— Aim of the task —
Copy all of the records below with every instance of "largest circle" replaced by "biggest circle", changing nothing else.

— Task input —
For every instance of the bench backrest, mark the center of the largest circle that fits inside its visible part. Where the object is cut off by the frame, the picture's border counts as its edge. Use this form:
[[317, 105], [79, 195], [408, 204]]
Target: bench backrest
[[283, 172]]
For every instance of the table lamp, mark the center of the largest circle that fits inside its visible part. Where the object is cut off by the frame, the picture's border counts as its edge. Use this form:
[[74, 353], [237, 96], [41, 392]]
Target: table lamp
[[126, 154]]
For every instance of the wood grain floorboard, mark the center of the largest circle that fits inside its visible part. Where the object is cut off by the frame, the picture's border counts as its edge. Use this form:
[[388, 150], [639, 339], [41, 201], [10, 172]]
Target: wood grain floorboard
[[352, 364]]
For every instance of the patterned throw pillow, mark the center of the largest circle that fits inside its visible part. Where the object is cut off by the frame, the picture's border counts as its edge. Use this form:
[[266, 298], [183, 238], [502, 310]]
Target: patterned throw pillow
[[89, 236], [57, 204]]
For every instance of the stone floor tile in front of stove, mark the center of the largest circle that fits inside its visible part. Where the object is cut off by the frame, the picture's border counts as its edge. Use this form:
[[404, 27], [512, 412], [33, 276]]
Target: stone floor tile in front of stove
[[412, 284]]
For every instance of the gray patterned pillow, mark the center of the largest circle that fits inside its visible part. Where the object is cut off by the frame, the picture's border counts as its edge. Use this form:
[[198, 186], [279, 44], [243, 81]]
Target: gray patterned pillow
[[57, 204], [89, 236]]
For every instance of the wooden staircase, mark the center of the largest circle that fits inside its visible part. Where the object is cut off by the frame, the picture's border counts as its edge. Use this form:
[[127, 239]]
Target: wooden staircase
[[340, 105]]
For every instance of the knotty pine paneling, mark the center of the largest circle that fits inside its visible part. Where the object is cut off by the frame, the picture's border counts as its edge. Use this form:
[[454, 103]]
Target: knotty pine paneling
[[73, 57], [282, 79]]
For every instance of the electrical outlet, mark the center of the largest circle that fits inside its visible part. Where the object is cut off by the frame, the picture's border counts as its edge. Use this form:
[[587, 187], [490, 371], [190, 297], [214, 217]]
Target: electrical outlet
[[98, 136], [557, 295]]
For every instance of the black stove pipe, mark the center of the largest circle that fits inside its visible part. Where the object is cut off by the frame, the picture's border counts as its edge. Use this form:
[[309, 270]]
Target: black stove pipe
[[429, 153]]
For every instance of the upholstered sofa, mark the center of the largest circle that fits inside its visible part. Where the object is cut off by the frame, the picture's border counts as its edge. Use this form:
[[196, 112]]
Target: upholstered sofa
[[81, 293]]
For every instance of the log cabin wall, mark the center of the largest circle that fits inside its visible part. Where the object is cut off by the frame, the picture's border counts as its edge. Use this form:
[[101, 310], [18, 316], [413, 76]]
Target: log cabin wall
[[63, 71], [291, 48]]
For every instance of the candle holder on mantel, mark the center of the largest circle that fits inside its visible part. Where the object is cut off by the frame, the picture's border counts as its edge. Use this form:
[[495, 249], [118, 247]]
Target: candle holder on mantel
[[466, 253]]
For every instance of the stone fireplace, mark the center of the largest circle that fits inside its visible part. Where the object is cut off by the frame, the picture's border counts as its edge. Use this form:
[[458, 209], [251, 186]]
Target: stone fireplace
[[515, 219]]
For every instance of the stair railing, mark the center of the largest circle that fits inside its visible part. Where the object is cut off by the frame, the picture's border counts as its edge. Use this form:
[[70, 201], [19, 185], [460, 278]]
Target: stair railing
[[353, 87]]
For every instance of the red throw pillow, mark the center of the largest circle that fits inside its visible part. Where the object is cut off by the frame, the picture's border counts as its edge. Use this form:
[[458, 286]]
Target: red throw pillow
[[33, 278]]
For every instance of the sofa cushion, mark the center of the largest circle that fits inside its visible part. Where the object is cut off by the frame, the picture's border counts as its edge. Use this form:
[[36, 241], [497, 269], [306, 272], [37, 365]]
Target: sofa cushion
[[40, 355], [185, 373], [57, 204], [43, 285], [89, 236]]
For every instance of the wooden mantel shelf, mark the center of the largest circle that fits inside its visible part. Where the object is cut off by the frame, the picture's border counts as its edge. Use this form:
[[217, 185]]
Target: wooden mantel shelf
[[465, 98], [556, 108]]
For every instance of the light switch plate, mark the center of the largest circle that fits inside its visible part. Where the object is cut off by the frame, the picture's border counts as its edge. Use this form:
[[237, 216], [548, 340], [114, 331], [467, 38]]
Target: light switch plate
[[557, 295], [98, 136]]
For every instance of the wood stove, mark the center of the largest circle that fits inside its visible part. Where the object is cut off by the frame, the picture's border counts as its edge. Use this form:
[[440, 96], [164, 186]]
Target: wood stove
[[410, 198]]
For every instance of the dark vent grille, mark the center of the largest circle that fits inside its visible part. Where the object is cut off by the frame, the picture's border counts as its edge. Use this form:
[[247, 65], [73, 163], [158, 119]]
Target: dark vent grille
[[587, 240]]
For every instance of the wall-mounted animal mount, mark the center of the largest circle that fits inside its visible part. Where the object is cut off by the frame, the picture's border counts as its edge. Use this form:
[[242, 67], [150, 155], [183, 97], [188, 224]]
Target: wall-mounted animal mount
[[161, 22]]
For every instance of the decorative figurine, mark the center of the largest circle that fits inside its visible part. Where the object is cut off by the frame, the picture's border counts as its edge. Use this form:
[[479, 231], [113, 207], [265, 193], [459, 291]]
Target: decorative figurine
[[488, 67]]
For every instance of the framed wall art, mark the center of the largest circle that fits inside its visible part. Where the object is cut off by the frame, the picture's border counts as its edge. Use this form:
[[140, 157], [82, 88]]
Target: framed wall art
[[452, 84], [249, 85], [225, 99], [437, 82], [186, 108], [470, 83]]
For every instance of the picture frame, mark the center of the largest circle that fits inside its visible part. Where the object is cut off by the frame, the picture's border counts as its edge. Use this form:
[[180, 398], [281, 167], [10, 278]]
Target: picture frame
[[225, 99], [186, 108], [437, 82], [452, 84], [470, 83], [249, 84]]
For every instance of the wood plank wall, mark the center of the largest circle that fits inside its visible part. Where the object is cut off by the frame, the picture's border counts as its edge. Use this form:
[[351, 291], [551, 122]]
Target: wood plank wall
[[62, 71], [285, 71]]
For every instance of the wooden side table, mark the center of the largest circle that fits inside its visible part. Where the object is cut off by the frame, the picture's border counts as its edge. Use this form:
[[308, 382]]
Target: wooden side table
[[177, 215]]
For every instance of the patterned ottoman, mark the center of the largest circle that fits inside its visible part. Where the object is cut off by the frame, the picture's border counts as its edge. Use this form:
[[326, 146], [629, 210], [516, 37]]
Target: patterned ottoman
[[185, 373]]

— Correct output —
For every instance of the bench backrest, mark the center of the biggest circle that fits inside its visible part. Where the object is cut off by the frame, the picture's border counts as its edge. Use this form:
[[317, 105], [79, 195], [408, 204]]
Target: bench backrest
[[283, 172]]
For every instance of the table lamp, mark the center of the biggest circle that fits inside its visible part. Where the object is cut off by the frame, the picture's border counts as its edge. Use this form:
[[74, 353], [237, 96], [41, 392]]
Target: table lamp
[[126, 154]]
For every instance of the wood grain floorboard, mark the center of the biggest circle that fits inside its visible part. Where the object is cut off by the frame, the picture's border counts as its edge. Use this form:
[[388, 150], [639, 339], [41, 201], [10, 172]]
Target: wood grain floorboard
[[352, 364]]
For every instance of the patterned throw pillow, mark the center of the biggest circle that fits inside its visible part. Where the object is cut off by the frame, the picture's border counts as its edge. Use this form:
[[266, 298], [183, 238], [502, 310]]
Target: patterned throw pillow
[[89, 236], [57, 204]]
For every instance of the stone floor tile in front of stove, mark the center of the biggest circle that fits inside its visible part. Where the object is cut off by the frame, the picture's border counts as its edge. Use this form:
[[404, 27], [512, 412], [33, 276]]
Target: stone floor tile in front of stove
[[412, 284]]
For every instance of the gray patterned pillow, mark the center of the biggest circle that fits inside its visible part. Where the object is cut off by the frame, the picture's border counts as its edge. Use this form:
[[198, 186], [279, 44], [243, 81]]
Target: gray patterned pillow
[[57, 204], [89, 236]]
For every instance of the wooden staircase, mark the center of the biggest circle that fits inside its visible part. Where the object is cut off by the frame, the picture's border counts as its edge. Use this form:
[[127, 239]]
Target: wooden staircase
[[340, 105]]
For every instance of the knotty pine paneling, mark the center of the biggest circle that fits inside its visible part. Where the object is cut off by the frame, the picture's border counts as its edge. Use this form:
[[454, 103]]
Target: knotty pine paneling
[[73, 57], [282, 79]]
For every instance of the electrical outlet, mark the center of the biggest circle that fits inside its visible part. Where the object is cut off by the frame, the picture's border counts as its edge. Use this form:
[[587, 187], [490, 371], [190, 297], [214, 217]]
Target: electrical outlet
[[98, 136], [557, 295]]
For every instance of the black stove pipe, mark the center of the biggest circle that fits inside its visible part. Where the object is cut off by the frame, the picture's border counts as its edge. Use this form:
[[309, 270]]
Target: black stove pipe
[[429, 153]]
For every instance of the upholstered sofa, mark the center of the biggest circle that fits inside its visible part. Where the object is cut off by the frame, the picture's border counts as its edge. Use this form:
[[196, 112]]
Target: upholstered sofa
[[81, 293]]
For every instance of the log cabin wall, mark the center of the biggest circle that fits inside its visible part. Where the object is cut off by the frame, the picture's border counts as its edge. Use this form:
[[101, 310], [18, 316], [413, 76]]
Target: log cabin wall
[[63, 71], [291, 48]]
For every instance of the candle holder on mantel, mark the center of the biggest circle that fits inside its visible part. Where the object is cut off by the frame, the picture's border counts as its edge. Use this form:
[[495, 249], [118, 247]]
Target: candle holder on mantel
[[466, 253]]
For every instance of the stone fireplace, mark the center of the biggest circle that fits inside its visible part. Where the object is cut off by the frame, the picture's border counts as its edge. Use this form:
[[458, 209], [251, 186]]
Target: stone fireplace
[[515, 219]]
For every instance of the stair railing, mark the center of the biggest circle that fits inside its visible part. Where the object is cut off by the frame, the picture's border counts as its edge. Use this form:
[[70, 201], [19, 185], [460, 278]]
Target: stair railing
[[353, 87]]
For every instance of the red throw pillow, mark the center of the biggest circle that fits inside its visible part. Where the object is cut off by the frame, the picture's border counts as its edge. Use this form:
[[458, 286]]
Target: red throw pillow
[[33, 278]]
For every instance of the sofa cushion, mark the center of the biggest circle that fits inside its visible part. Where the object is cut off by the frame, the picture's border counts as its edge. Use this form:
[[36, 241], [497, 269], [306, 272], [37, 365]]
Target: sofa cushion
[[40, 355], [185, 373], [57, 204], [43, 285], [89, 236]]
For every instance of the wooden mantel shelf, mark the center of the biggest circle that fits inside its visible part. Where the object is cut off by the frame, the picture's border counts as its edge. Use this form:
[[217, 185]]
Target: wooden mantel shelf
[[465, 98], [556, 108]]
For every instance of the light switch plate, mark the center of the biggest circle that fits inside its visible part. Where the object is cut off by the frame, the picture's border counts as its edge. Use this form:
[[237, 216], [548, 340], [114, 331], [467, 38]]
Target: light switch plate
[[557, 295], [98, 136]]
For every instance of the wood stove, mark the center of the biggest circle that fits inside its visible part. Where the object is cut off by the frame, the picture's border counts as its edge. Use this form:
[[440, 96], [164, 186]]
Target: wood stove
[[410, 198]]
For every instance of the dark vent grille, mark the center of the biggest circle that fits inside its visible part. Where the object is cut off by the frame, the picture's border counts as its edge. Use this form:
[[247, 65], [73, 163], [158, 119]]
Target: dark vent grille
[[587, 240]]
For every instance of the wall-mounted animal mount, mark the center of the biggest circle that fits inside its visible part. Where the object is cut off by the frame, the picture's border counts as its edge. Use this form:
[[242, 67], [150, 155], [183, 97], [188, 224]]
Target: wall-mounted animal mount
[[161, 22]]
For every instance of the decorative figurine, mark the center of the biggest circle that fits inside its visible part. Where the object is cut off by the frame, the picture's border counts as its edge. Use this form:
[[479, 231], [113, 207], [265, 193], [459, 291]]
Target: decorative figurine
[[488, 67]]
For every instance of the framed wall art, mark the center of the biggest circle that fits inside its visible part. Where the object is cut off by the frame, the picture's border counts as its edge. Use this form:
[[140, 157], [82, 88]]
Target: framed wall art
[[452, 84], [249, 85], [225, 99], [437, 82], [186, 108], [470, 83]]
For every instance of the picture frame, mark the center of the biggest circle that fits inside its visible part. Where the object is cut off by the frame, the picture's border counts as its edge. Use this form:
[[180, 398], [281, 167], [10, 278]]
Target: picture frame
[[225, 99], [186, 108], [437, 82], [452, 84], [470, 83], [249, 84]]
For every instance of the wood plank wall, mark the center of the biggest circle that fits inside its visible part. Where the object is cut off by the frame, the picture's border counts as its edge. Use this form:
[[351, 291], [551, 122]]
Target: wood plank wall
[[62, 71], [285, 71]]
For every instance of the wooden side table, mark the center of the biggest circle that fits inside its visible part. Where the object is cut off by the frame, the picture's border counts as its edge. Use this form:
[[308, 382]]
Target: wooden side table
[[177, 215]]
For every instance of the patterned ottoman, mark the center of the biggest circle that fits inside its visible part. Where the object is cut off by the frame, the picture's border counts as its edge. Use this form:
[[326, 146], [629, 210], [516, 37]]
Target: patterned ottoman
[[185, 373]]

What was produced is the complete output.